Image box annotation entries
-.-.-

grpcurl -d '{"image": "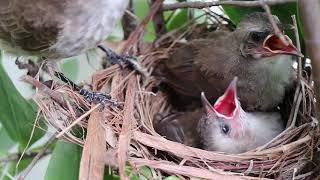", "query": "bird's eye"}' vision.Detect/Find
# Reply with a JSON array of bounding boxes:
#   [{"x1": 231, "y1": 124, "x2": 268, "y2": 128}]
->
[
  {"x1": 221, "y1": 124, "x2": 230, "y2": 134},
  {"x1": 250, "y1": 32, "x2": 268, "y2": 42}
]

-.-.-

# Task directions
Find every line in the entries above that contains the string "boxes" and copy each one. Matching is case-sensitive.

# The completed task
# Reply with a JSON array of bounding boxes:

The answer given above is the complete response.